## 原文抜粋
# # # # #

『天を測る』刊行記念 対談 今野敏×小栗さくら「本当の幕末をお教えします」④

文字数 2,111文字

「隠蔽捜査」「ST」などの人気警察小説シリーズを手掛ける今野さんが、今回、初の歴史小説を執筆! そこで、歴史を舞台にマルチな活躍をするタレント・小栗さくらさんと幕末について語りあいました! 大河ドラマ『青天を衝け』放送前に必読です!

【構成・文】末國善己

今野敏(こんの・びん)

1955年、北海道三笠市生まれ。78年「怪物が街にやってくる」で問題小説新人賞を受賞しデビュー。以後旺盛な創作活動を続け、執筆範囲は警察・サスペンス・アクション・伝奇・SF小説など幅広い。2006年『隠蔽捜査』で吉川英治文学新人賞、08年に『果断 隠蔽捜査2』で山本周五郎賞及び日本推理作家協会賞、17年には「隠蔽捜査」シリーズで吉川英治文庫賞を受賞。空手の源流を追求する、「空手道今野塾」を主宰。

小栗さくら(おぐり・さくら)

博物館学芸員資格を持つ歴史好きタレントとして活動中しているほか、歴史番組・イベント・講演会等で、講演やMCとして多数、出演している。また、歴史系アーティスト「さくらゆき」のヴォーカルとして、戦国武将を中心に幕末志士、源平時代など様々な時代の人物をテーマに、日本全国でライブ活動中。「小説現代」2018年10月号にて、初小説「歳三が見た海」が、2020年4月号には、中村半次郎を主人公とした「波紋」が、2020年11月号には小栗忠順とその養子・又一を扱った掲載されている。

◆第四回 今野流・作家の流儀


小栗 今野さんは幾つものシリーズを手掛けていらっしゃいますが、テンションを保ってシリーズを書き継ぐ秘訣は何かあるのでしょうか。


今野 テンションは保てないです。だから逆に、自分の中でインフレーションを起こすんです。一度、書いたら同じことは書けません。だから一作目は直球で勝負し、二作目もギリギリ、直球が投げられます。ただ三作目になると、変化球でないと読者も満足してくれなくなります。四作目になると、気分を立て直して再び直球にするなどメリハリを付けています。あとはシリーズを書いていると、キャラクターが育っていきます。脇役が、自分が思ってもいない行動をするようになるので、それには助けられています。


小栗 実際にキャラクターが勝手に動き出すことが、あるんですね。

# # # # #

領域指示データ
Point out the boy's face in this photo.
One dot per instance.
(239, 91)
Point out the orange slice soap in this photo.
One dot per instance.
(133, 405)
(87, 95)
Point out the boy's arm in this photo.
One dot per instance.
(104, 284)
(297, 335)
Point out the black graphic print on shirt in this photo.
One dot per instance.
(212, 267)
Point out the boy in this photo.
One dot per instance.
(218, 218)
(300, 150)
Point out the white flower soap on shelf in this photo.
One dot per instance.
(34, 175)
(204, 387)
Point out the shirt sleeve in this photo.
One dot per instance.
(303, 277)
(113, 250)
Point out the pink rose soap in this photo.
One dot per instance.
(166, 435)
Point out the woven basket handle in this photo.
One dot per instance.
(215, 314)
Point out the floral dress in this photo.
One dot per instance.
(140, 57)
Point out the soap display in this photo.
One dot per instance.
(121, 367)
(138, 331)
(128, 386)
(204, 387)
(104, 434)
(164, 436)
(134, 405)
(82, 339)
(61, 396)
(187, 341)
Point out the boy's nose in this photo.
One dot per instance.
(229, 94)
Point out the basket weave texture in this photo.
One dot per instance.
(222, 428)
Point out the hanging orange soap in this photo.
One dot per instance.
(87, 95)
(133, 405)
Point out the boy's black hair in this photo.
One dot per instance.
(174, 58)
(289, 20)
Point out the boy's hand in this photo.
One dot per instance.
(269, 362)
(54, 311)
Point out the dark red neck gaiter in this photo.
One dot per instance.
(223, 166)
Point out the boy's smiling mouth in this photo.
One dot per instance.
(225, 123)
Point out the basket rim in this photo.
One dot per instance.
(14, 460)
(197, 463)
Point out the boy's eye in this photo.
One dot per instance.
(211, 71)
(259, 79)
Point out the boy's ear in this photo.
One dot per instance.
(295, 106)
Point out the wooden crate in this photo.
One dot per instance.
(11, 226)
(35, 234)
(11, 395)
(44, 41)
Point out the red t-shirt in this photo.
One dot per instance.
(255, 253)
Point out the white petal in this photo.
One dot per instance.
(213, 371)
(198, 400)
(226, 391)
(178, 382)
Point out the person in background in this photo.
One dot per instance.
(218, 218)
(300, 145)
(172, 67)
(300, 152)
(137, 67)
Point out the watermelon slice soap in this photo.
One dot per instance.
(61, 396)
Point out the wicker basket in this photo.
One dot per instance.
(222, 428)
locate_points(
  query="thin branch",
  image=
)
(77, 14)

# # # # #

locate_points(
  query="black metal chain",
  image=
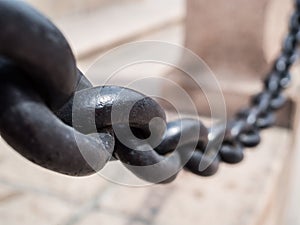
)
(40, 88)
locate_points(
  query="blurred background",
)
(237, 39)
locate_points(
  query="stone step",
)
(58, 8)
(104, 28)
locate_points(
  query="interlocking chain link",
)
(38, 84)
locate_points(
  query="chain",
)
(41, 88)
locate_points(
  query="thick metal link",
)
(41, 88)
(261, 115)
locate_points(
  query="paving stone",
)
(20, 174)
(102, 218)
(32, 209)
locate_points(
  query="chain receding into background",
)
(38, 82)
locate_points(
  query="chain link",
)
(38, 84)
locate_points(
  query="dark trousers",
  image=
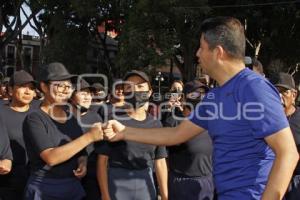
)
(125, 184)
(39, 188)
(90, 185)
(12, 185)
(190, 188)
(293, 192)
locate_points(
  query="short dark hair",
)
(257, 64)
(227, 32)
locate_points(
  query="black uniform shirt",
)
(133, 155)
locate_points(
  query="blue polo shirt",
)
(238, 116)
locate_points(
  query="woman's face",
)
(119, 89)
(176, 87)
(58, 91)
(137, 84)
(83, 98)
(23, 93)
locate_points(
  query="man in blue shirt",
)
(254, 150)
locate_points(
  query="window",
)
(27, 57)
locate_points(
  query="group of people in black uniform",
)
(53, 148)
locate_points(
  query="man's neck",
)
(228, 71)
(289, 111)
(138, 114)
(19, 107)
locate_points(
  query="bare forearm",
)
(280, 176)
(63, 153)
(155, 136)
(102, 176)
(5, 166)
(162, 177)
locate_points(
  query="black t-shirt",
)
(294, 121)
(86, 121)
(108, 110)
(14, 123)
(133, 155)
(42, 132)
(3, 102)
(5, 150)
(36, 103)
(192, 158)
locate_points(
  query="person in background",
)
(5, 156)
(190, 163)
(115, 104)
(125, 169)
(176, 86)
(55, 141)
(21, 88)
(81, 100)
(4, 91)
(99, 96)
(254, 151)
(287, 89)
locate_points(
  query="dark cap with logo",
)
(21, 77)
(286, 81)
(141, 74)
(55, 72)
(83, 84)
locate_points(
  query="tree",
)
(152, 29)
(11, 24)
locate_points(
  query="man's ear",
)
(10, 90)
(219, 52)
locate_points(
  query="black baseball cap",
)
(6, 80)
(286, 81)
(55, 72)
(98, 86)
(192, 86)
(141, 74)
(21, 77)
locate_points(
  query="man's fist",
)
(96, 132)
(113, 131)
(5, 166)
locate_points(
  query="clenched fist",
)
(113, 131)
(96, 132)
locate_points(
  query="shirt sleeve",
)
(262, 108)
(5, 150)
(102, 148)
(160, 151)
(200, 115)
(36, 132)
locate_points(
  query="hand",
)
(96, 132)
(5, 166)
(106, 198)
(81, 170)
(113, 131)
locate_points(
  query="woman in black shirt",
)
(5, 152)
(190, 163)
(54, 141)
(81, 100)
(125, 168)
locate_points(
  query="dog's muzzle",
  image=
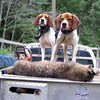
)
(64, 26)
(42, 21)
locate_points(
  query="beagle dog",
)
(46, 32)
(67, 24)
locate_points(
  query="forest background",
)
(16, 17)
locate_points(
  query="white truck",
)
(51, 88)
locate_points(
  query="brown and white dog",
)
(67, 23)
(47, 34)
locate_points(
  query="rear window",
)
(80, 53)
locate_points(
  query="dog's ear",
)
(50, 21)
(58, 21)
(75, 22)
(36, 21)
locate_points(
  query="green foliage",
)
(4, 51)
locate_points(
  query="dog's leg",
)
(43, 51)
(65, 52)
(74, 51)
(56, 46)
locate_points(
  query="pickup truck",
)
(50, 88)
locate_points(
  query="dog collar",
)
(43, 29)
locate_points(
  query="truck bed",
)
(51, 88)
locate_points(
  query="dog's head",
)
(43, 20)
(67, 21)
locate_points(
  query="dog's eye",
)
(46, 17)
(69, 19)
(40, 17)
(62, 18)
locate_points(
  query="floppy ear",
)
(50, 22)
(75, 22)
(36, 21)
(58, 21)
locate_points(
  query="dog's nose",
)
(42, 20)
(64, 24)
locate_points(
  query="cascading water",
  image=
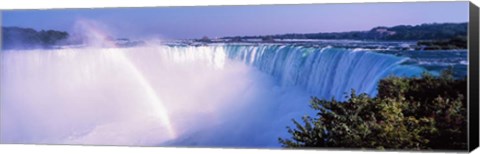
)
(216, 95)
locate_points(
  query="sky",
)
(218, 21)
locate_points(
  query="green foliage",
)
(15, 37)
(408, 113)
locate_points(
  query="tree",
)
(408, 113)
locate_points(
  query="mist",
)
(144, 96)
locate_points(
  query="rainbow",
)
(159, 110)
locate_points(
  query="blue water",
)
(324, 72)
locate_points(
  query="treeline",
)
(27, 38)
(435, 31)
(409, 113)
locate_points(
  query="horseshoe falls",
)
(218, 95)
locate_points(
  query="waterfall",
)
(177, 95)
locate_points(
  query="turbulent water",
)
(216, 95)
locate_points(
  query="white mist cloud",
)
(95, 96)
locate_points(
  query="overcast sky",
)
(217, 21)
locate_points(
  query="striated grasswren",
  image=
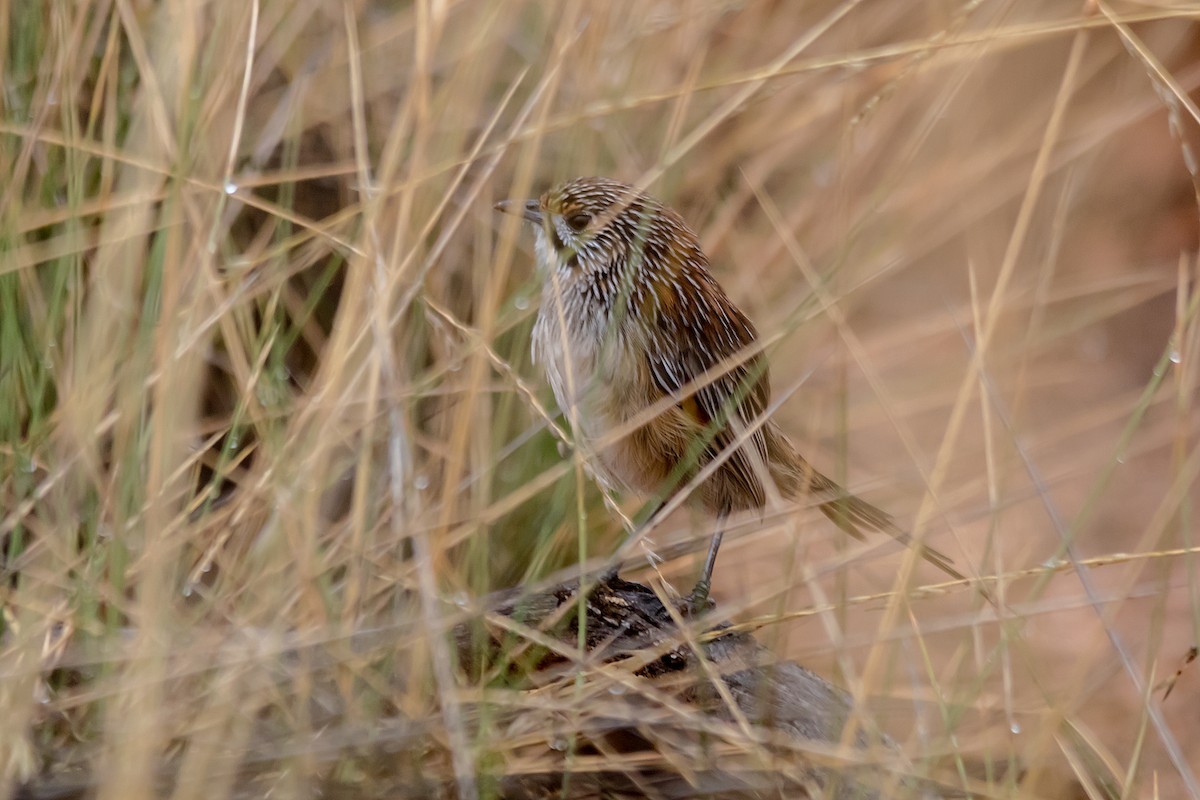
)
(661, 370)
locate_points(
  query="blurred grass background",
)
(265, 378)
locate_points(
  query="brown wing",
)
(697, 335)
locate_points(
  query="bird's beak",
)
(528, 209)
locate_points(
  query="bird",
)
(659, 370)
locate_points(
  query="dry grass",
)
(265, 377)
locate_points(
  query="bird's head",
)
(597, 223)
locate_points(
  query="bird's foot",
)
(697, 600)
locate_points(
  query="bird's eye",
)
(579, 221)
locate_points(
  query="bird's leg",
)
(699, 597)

# # # # #

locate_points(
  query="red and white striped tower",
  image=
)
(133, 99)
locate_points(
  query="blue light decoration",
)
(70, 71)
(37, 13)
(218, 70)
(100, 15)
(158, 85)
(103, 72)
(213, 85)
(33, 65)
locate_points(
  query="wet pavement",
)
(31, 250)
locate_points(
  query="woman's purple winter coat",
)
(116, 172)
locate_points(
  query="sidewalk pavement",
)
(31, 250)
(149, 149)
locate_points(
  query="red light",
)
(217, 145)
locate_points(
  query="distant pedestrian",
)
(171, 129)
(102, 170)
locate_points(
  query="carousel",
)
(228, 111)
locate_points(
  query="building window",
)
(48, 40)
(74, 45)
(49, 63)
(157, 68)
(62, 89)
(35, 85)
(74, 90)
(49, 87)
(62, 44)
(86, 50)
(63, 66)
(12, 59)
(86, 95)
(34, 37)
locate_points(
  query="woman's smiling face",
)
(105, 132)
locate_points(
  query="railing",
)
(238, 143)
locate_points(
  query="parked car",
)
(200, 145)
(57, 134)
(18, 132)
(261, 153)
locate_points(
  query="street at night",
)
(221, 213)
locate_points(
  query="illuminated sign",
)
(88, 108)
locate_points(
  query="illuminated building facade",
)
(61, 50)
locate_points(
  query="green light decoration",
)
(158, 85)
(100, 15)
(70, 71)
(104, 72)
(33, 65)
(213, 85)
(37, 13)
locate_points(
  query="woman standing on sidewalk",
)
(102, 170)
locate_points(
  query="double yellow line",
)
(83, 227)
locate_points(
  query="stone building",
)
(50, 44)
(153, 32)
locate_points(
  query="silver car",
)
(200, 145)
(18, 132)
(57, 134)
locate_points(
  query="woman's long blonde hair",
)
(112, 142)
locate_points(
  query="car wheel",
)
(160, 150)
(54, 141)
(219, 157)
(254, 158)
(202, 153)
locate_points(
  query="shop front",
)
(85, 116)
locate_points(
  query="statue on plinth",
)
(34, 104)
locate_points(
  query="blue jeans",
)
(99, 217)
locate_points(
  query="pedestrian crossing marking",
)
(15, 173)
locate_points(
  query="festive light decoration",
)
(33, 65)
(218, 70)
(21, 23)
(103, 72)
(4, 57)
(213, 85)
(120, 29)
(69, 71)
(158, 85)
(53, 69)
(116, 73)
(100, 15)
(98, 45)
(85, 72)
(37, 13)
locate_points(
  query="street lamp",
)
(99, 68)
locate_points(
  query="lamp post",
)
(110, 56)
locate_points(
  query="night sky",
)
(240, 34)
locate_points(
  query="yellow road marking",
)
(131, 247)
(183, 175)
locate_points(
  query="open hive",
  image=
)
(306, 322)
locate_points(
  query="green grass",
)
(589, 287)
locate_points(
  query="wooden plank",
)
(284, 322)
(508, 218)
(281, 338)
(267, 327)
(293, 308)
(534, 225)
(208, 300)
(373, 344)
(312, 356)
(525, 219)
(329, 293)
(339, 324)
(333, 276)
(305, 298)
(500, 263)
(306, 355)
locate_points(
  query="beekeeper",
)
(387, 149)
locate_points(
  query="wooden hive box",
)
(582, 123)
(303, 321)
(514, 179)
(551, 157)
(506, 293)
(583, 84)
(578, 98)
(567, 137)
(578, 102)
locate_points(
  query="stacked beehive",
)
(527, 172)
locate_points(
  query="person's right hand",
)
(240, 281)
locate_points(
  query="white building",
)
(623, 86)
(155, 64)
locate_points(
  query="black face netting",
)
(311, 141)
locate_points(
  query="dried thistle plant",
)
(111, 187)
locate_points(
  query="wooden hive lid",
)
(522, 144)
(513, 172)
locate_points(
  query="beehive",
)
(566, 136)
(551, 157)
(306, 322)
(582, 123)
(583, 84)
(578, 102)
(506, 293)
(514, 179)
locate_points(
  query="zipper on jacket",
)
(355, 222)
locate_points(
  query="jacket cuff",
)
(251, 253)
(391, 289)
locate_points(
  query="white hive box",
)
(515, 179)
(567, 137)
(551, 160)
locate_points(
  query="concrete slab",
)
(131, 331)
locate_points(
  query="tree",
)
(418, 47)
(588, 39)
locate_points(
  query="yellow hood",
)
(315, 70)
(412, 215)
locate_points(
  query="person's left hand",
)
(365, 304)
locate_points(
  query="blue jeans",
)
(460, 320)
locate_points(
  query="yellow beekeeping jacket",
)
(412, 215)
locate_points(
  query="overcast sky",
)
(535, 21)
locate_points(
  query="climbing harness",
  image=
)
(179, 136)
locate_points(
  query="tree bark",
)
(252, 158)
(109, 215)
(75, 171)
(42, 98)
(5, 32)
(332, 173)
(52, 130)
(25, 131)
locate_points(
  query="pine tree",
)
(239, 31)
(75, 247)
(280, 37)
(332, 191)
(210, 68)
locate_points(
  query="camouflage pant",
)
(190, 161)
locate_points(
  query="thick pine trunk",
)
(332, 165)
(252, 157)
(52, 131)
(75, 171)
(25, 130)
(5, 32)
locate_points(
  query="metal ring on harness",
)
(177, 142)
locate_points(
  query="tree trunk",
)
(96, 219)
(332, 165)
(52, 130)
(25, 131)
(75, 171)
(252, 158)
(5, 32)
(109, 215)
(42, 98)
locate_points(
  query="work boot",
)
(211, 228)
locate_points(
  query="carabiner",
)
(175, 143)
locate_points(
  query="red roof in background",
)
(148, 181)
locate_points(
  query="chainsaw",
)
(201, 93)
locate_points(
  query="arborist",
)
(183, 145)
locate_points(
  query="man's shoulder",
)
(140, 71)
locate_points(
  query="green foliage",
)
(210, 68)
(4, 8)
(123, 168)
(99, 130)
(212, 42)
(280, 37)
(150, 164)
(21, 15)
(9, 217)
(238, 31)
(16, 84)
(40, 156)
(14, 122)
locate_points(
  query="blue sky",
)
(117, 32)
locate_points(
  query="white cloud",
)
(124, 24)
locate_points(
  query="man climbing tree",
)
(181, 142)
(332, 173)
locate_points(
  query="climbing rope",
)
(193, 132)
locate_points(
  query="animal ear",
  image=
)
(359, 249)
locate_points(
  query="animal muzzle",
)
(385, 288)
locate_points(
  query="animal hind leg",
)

# # # # #

## やること
上の対談記事のうち、「小栗さくら(おぐり・さくら)」で始まり「秘訣は何かあるのでしょうか。」で終わる部分を、一字も変えずに書き写す。

## 解答は以下
小栗さくら(おぐり・さくら)

博物館学芸員資格を持つ歴史好きタレントとして活動中しているほか、歴史番組・イベント・講演会等で、講演やMCとして多数、出演している。また、歴史系アーティスト「さくらゆき」のヴォーカルとして、戦国武将を中心に幕末志士、源平時代など様々な時代の人物をテーマに、日本全国でライブ活動中。「小説現代」2018年10月号にて、初小説「歳三が見た海」が、2020年4月号には、中村半次郎を主人公とした「波紋」が、2020年11月号には小栗忠順とその養子・又一を扱った掲載されている。

◆第四回 今野流・作家の流儀


小栗 今野さんは幾つものシリーズを手掛けていらっしゃいますが、テンションを保ってシリーズを書き継ぐ秘訣は何かあるのでしょうか。